** START OF PASSAGE PROVIDED **
Fifth, you are having to concede points here. Initially you stated that the Oppo was only worth it if you play non-blu ray discs, i.e. use it for audio purposes. But you also initially stated that for blu ray and standard DVD play that it wasn’t worth it. Now in your most recent post you had to concede that it’s worth the price if you play lots of standard DVDs. Why? Because the Oppo does it better than anyone else.

And seriously who doesn’t play a lot of standard DVDs!? Most people in these type of forums have entire libraries of DVDs! So not only is it the best player for audio purposes, but it’s also the best for upscaling standard DVDs. That makes the price worth it. It also affords people the opportunity to rid themselves of inferior equipment cluttering the home theater by allowing them to use one machine that does everything well. 

Lastly, unless you’re a professional then you’re a fanboy like everyone else. There’s no shame in that. Also, I’m pretty sure there’s a lot of folks, this one included, that does their research too. In the spirit of providing the reader with all the information they need I’ve taken the liberty to cite about half of the Oppo reviews available on such key issues as loading, video rendering, upscaling, and audio quality. Aside from that I guess we’ll have to respectfully have to agree to disagree. Take care. J


Sorry the forum won’t allow me to post urls so the site name only will be posted. 

hometheatermag
I put the Oppo through our full complement of HD and SD video tests, and the player passed with flying colors. Its SD de-interlacing and scaling was as good as anything I’ve seen, and its HD video processing is nearly without equal.
** END OF PASSAGE PROVIDED **
**PROBLEMS AND TASKS**
A. Transcribe part of the Oppo player forum post, beginning at the words "Lastly, unless you’re" and stopping after the words "nearly without equal.".
B. Pick up the forum post about the Oppo player from where it stops, and keep writing in the same voice.
The records have nothing to do with the work asked here.
** START OF INFORMATION PROVIDED **
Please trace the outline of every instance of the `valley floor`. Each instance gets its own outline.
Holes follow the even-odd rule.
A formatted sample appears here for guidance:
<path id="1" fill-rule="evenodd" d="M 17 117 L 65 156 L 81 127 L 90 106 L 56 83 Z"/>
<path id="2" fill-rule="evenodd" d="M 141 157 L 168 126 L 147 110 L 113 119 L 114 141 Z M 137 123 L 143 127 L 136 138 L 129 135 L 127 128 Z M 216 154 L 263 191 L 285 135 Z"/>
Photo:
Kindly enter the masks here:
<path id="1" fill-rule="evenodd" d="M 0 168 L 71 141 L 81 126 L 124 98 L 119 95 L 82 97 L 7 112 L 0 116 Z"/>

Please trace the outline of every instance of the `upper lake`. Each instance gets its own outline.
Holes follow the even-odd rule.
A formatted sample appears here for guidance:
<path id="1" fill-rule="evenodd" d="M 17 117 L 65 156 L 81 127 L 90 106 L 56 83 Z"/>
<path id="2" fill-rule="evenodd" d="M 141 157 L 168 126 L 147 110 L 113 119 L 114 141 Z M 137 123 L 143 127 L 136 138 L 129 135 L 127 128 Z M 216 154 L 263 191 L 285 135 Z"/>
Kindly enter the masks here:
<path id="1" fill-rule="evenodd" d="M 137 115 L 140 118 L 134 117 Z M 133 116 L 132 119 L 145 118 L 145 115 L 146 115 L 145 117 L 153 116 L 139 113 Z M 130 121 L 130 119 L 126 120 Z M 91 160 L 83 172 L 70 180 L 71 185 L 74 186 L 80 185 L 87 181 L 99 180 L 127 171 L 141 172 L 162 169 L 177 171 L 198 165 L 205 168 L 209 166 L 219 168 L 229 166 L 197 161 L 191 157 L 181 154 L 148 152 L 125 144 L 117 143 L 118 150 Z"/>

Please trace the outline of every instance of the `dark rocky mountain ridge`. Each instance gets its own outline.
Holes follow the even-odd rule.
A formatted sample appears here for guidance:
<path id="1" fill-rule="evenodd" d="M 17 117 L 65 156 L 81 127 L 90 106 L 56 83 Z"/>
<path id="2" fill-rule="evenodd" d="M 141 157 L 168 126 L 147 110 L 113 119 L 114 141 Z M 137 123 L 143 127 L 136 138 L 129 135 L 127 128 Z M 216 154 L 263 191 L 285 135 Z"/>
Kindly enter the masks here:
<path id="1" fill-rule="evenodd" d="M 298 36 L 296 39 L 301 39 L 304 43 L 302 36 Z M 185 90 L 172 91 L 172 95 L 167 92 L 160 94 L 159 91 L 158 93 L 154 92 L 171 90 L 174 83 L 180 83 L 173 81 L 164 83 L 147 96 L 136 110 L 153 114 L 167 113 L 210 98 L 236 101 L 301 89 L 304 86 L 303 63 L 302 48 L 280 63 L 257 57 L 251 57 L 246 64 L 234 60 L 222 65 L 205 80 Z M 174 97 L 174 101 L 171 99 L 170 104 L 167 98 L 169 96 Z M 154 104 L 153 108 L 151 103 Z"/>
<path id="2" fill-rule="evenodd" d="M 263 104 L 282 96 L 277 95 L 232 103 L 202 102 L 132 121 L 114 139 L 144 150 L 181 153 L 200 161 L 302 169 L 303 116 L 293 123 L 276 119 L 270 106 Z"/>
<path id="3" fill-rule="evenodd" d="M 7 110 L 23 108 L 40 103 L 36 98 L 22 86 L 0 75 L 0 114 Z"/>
** END OF INFORMATION PROVIDED **
**RESPONSES PER TASK**
A.
Lastly, unless you’re a professional then you’re a fanboy like everyone else. There’s no shame in that. Also, I’m pretty sure there’s a lot of folks, this one included, that does their research too. In the spirit of providing the reader with all the information they need I’ve taken the liberty to cite about half of the Oppo reviews available on such key issues as loading, video rendering, upscaling, and audio quality. Aside from that I guess we’ll have to respectfully have to agree to disagree. Take care. J


Sorry the forum won’t allow me to post urls so the site name only will be posted. 

hometheatermag
I put the Oppo through our full complement of HD and SD video tests, and the player passed with flying colors. Its SD de-interlacing and scaling was as good as anything I’ve seen, and its HD video processing is nearly without equal.

B.
The BDP-83 turns on immediately, and its tray response is excellent. Load times are on par with the PlayStation 3, which has been the speed king from the beginning. This is the level of performance we should see from players across the board. 

The BDP-83’s everyday use is without a doubt the most refreshing experience I’ve had with a standalone Blu-ray player. I’ve been quite impressed by specific areas from a wide range of manufacturers, but up until now, no one has made a one-stop shop for great performance across the board. The BDP-83 is just that. 

The BDP-83’s upconversion is second to none. While the overall quality of DVD is still a distant second to Blu-ray, I was surprised by how good this player made DVDs look. 

Its video performance with Blu-ray and DVD playback is as good as anything I’ve used, and nothing beats its source-direct HD performance. When you couple this level of performance with its general operation, you have a machine that stands out among its peers. In fact, aside from the obvious investments in build quality, many enthusiasts will be hard-pressed to find any real performance benefit in typical home theater applications from the current crop of price-no-object players on the market.

The BDP-83 is a reference video and audio transport regardless of the format you throw at it. But it’s also the most user-friendly standalone player I’ve had the pleasure of using. While some players provide outstanding performance in certain areas, the Oppo never hiccupped in any department. It’s truly the most complete package of a Blu-ray player I’ve yet reviewed. It’s now my standing reference as a source component and one that should be on your short list, regardless of your budget.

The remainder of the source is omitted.